+++ 실습용 항목 +++

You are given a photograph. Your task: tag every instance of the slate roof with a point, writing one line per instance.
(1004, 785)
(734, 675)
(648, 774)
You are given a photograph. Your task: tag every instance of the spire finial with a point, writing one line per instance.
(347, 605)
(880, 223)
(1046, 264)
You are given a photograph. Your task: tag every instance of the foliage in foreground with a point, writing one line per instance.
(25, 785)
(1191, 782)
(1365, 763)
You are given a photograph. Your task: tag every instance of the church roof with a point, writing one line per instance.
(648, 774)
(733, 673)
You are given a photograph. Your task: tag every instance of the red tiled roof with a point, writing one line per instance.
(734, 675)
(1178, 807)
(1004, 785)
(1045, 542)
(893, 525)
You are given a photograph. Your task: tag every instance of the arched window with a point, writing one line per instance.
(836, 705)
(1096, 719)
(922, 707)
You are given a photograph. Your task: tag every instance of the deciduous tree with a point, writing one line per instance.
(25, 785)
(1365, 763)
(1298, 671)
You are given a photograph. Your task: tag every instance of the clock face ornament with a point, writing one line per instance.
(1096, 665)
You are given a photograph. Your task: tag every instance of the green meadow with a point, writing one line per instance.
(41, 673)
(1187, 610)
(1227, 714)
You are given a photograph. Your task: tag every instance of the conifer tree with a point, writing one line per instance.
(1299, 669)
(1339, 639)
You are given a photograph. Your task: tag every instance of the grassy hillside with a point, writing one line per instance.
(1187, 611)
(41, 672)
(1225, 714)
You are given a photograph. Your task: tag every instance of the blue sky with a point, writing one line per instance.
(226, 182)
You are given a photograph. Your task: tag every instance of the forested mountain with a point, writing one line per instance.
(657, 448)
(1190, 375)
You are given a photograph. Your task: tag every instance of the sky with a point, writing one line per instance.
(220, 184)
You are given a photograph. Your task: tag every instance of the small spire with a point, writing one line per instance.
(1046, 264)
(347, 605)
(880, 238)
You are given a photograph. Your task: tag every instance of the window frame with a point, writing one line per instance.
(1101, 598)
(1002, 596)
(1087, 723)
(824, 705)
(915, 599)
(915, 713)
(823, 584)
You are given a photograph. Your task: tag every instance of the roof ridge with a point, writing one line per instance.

+++

### 수행 과제
위 항목 전체에서 "tag" 부분을 "mark" 표현으로 바꾸고, 그 밖의 내용은 그대로 두어 다시 작성하시오.

### 최종 결과
You are given a photograph. Your task: mark every instance of the slate roof with a point, writing one line per instance.
(1004, 785)
(734, 675)
(648, 774)
You are given a photograph. Your task: mark every instance of the spire finial with a point, writing one line per instance.
(347, 605)
(880, 223)
(1046, 264)
You are given a photograph. Your task: mark every instance of the foliage in foreground with a point, writing one line per instance.
(25, 785)
(1191, 782)
(1365, 763)
You are given a photograph. Your task: mark every instance of the church roof with a point, writing one line per instance.
(648, 774)
(733, 673)
You are given a photograph. Your task: mark every instance of the red tiled roof with a point, writing one line per instance.
(734, 675)
(1178, 807)
(1004, 785)
(1045, 542)
(893, 525)
You are given a photograph. Your task: mark every instance of the arched window with a point, writing one line per instance.
(836, 705)
(1096, 719)
(922, 707)
You are given a photograph. Your task: mark every instance of the deciduous tree with a point, writing one line per instance.
(25, 785)
(1365, 763)
(1298, 671)
You are given a photograph. Your task: mark every instance of the clock face ornament with a point, writing one line per instance.
(1096, 665)
You are given a photograph. Your task: mark every instance of the green meadow with a point, writing one line per instance.
(41, 673)
(1187, 610)
(1227, 714)
You are given a photograph. Your task: mark every instance of the conifer tree with a point, writing one line per instance.
(1299, 669)
(1339, 639)
You are given a photograph. Your task: mark every instance of the grassy hillside with a point, writing one line per instance.
(1187, 611)
(41, 672)
(1225, 714)
You are given a photograph. Your task: mark every instance of the blue sky with a point, writing one line per instance.
(226, 182)
You are given a photograph. Your task: mark every instance of the forested mountain with a point, writing one line per instance.
(657, 448)
(1190, 375)
You are given a photograph. Your task: mark every instance of the sky with a point, writing one line per instance.
(220, 184)
You are given a photograph. Your task: mark every instance of the small spire with a point, writing one line per instance.
(1046, 264)
(347, 605)
(880, 238)
You are given a photograph. Your task: mark every instance of the window frame with a point, writing one line per instance.
(1101, 598)
(1002, 596)
(1087, 723)
(824, 705)
(915, 599)
(915, 713)
(823, 584)
You are given a photograph. Your task: mark every instance of the roof ridge with a point, writing one line per instance.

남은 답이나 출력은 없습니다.